_TASK BRIEF_:
Without omitting anything, retype the data that follows.

Excerpts from point annotation data

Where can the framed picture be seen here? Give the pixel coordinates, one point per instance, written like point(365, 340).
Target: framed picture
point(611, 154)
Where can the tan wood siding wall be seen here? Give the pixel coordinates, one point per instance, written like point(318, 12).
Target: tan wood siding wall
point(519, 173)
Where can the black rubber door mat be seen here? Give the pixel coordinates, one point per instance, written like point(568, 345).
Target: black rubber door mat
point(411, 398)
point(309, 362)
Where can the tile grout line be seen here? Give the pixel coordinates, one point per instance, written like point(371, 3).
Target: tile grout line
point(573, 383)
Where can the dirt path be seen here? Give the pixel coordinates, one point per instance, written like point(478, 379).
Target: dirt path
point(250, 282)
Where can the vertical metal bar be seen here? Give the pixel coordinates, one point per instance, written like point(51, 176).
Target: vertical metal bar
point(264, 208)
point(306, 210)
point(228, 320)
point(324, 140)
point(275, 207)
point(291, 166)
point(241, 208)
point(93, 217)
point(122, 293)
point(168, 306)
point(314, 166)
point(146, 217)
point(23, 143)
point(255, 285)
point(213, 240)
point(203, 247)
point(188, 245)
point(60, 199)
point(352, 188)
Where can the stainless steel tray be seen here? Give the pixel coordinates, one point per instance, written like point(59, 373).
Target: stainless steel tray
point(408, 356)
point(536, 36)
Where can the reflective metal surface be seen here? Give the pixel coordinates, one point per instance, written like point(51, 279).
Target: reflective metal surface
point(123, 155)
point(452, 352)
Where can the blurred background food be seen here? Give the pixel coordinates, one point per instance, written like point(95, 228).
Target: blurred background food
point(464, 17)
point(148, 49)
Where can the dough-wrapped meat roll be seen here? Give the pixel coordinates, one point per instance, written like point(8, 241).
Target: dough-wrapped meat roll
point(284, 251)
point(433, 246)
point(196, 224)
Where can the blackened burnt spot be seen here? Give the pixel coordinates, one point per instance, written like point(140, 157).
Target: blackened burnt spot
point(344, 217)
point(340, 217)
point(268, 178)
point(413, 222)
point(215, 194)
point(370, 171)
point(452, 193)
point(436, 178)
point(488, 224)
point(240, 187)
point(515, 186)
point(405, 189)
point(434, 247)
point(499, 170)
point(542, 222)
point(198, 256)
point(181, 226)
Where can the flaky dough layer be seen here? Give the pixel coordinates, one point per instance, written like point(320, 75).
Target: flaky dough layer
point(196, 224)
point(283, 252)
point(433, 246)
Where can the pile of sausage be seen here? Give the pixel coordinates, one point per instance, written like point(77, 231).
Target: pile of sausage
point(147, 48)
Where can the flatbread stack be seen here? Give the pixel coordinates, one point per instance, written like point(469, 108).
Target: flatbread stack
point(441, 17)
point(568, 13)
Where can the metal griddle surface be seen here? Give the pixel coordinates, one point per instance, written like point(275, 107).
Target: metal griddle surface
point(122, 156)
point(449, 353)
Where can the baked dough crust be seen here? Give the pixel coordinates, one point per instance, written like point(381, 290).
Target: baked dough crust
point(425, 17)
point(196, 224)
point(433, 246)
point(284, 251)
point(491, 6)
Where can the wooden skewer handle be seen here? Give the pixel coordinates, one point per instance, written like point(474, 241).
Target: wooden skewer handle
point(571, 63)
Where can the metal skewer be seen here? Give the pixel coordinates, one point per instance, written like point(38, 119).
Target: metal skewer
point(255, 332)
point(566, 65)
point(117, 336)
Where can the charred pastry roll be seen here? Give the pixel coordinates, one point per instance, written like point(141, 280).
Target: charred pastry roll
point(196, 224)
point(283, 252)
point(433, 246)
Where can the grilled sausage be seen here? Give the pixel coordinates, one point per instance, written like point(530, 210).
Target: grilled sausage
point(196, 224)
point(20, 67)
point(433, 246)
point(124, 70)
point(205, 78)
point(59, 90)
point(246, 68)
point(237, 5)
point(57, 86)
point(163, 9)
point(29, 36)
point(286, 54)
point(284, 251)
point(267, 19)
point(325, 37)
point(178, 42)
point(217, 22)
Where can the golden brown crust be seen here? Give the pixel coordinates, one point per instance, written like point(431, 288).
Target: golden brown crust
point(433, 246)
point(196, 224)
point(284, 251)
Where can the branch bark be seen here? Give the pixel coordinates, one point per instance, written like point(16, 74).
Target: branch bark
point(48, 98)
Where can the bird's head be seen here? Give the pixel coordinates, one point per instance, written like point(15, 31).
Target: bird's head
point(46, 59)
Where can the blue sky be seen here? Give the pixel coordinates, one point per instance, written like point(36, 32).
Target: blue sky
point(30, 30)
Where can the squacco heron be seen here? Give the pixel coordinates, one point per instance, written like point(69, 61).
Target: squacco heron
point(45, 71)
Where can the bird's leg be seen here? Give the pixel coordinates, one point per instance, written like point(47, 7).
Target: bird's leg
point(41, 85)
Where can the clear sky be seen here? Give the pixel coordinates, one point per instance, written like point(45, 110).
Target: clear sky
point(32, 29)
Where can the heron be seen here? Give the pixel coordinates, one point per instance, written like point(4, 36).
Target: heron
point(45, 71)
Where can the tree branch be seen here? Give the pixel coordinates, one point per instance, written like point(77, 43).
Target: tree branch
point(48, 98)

_COMPLETED TASK_:
Where can the framed picture be seen here? Give the pixel coordinates, one point per instance, written like point(365, 340).
Target: framed picture
point(611, 154)
Where can the tan wood siding wall be seen here? Give the pixel coordinates, one point per instance, written like point(318, 12).
Target: tan wood siding wall
point(519, 173)
Where can the black rubber door mat be seen here? Give the pixel coordinates, one point per instance, written like point(568, 345).
Target: black rubber door mat
point(411, 398)
point(309, 362)
Where can the tile grout line be seen here? Give the pixel coordinates, one point per instance, written like point(371, 3).
Target: tile grout line
point(573, 383)
Where can the dirt path be seen here? Give the pixel coordinates, one point per instance, written like point(478, 379).
Target: dirt path
point(250, 282)
Where can the vertical metal bar be seen here? Give the pixel coordinates, one point per instance, written like point(51, 176).
Target: vertical metal bar
point(264, 208)
point(306, 210)
point(228, 320)
point(324, 140)
point(275, 207)
point(291, 166)
point(241, 208)
point(93, 217)
point(122, 293)
point(168, 306)
point(314, 166)
point(146, 217)
point(23, 143)
point(255, 285)
point(213, 240)
point(203, 247)
point(188, 245)
point(60, 199)
point(352, 188)
Where can the stainless steel tray be seen here? Give the pixel coordinates, one point per instance, written like point(59, 373).
Target: stainless steel tray
point(408, 356)
point(536, 36)
Where can the reflective metal surface be seen here? Give the pixel coordinates, one point per instance, written like point(51, 279).
Target: reflective metal surface
point(123, 155)
point(452, 352)
Where can the blurred background food be seen here? Give the pixel coordinates, one point per instance, written like point(95, 228).
Target: blurred background food
point(464, 17)
point(148, 49)
Where can the dough-wrapped meat roll be seen here? Give the pixel coordinates, one point per instance, written like point(8, 241).
Target: dough-wrapped meat roll
point(284, 251)
point(433, 246)
point(196, 224)
Where can the blackened burnt spot be seen here? Give the pixel coordinates, one point per instance, written like point(140, 157).
Target: blackened burnt spot
point(344, 217)
point(340, 217)
point(268, 178)
point(413, 222)
point(215, 194)
point(370, 171)
point(452, 193)
point(436, 178)
point(488, 224)
point(240, 187)
point(515, 186)
point(405, 189)
point(434, 247)
point(499, 170)
point(542, 222)
point(198, 256)
point(181, 226)
Where can the flaky dough layer be seen here? Give the pixel coordinates, one point per instance, written like point(320, 75).
Target: flaky dough layer
point(196, 224)
point(283, 252)
point(433, 246)
Where can the pile of sausage be seen here? Give the pixel coordinates, one point per instance, written like point(77, 231).
Target: pile of sausage
point(147, 48)
Where can the flatbread stack be seen here? Give the pixel coordinates, one point per instance, written like point(469, 108).
Target: flatbread stack
point(441, 17)
point(568, 13)
Where can the metal griddle surface be seen here? Give the pixel coordinates, one point per instance, written like point(275, 107).
Target: metal griddle surface
point(122, 156)
point(449, 353)
Where can the baked dough crust be seen here? Give the pixel coordinates, one point per instance, written like point(381, 290).
Target: baked dough crust
point(425, 17)
point(196, 224)
point(433, 246)
point(284, 251)
point(491, 6)
Where can the wooden skewer handle be seen here? Give the pixel coordinates, one point per instance, written like point(474, 241).
Target: wooden skewer handle
point(571, 63)
Where can the metal skewer be seen here? Give the pixel coordinates, one point per instance, written like point(38, 119).
Target: metal skewer
point(255, 332)
point(566, 65)
point(117, 336)
Where can the charred pastry roll be seen here? Give the pixel coordinates, one point per instance, written like point(141, 280).
Target: charred pastry roll
point(196, 224)
point(283, 252)
point(433, 246)
Where can the grilled sausage be seen here? Give the pixel coordinates, one point per instance, written like point(530, 210).
Target: grilled sausage
point(196, 224)
point(20, 67)
point(433, 246)
point(124, 70)
point(205, 78)
point(59, 90)
point(246, 68)
point(237, 5)
point(57, 86)
point(163, 9)
point(29, 36)
point(286, 54)
point(284, 251)
point(267, 19)
point(325, 37)
point(178, 42)
point(217, 22)
Where can the golden brown crust be seen here? Give the pixel coordinates, one point per instance, written like point(431, 288).
Target: golden brown crust
point(433, 246)
point(196, 224)
point(284, 251)
Where can the branch bark be seen here? Give the pixel coordinates, one point per instance, written like point(16, 74).
Target: branch bark
point(48, 98)
Where can the bird's head be seen here? Give the pixel coordinates, one point per instance, written like point(15, 31).
Target: bird's head
point(46, 59)
Where can the blue sky be seen here? Give the pixel coordinates, one point per instance, written like point(36, 32).
Target: blue sky
point(30, 30)
Where can the squacco heron be seen here? Give the pixel coordinates, one point per instance, written like point(69, 61).
Target: squacco heron
point(45, 71)
Where can the bird's leg be seen here? Give the pixel coordinates, one point per instance, written like point(47, 7).
Target: bird's leg
point(41, 85)
Where can the clear sky be seen here? Give the pixel coordinates, one point per instance, written like point(45, 110).
Target: clear sky
point(32, 29)
Where can the heron be seen here? Give the pixel coordinates, one point per instance, written like point(4, 36).
Target: heron
point(45, 71)
Where can the tree branch be seen here? Give the pixel coordinates, one point per instance, written like point(77, 43).
Target: tree branch
point(48, 98)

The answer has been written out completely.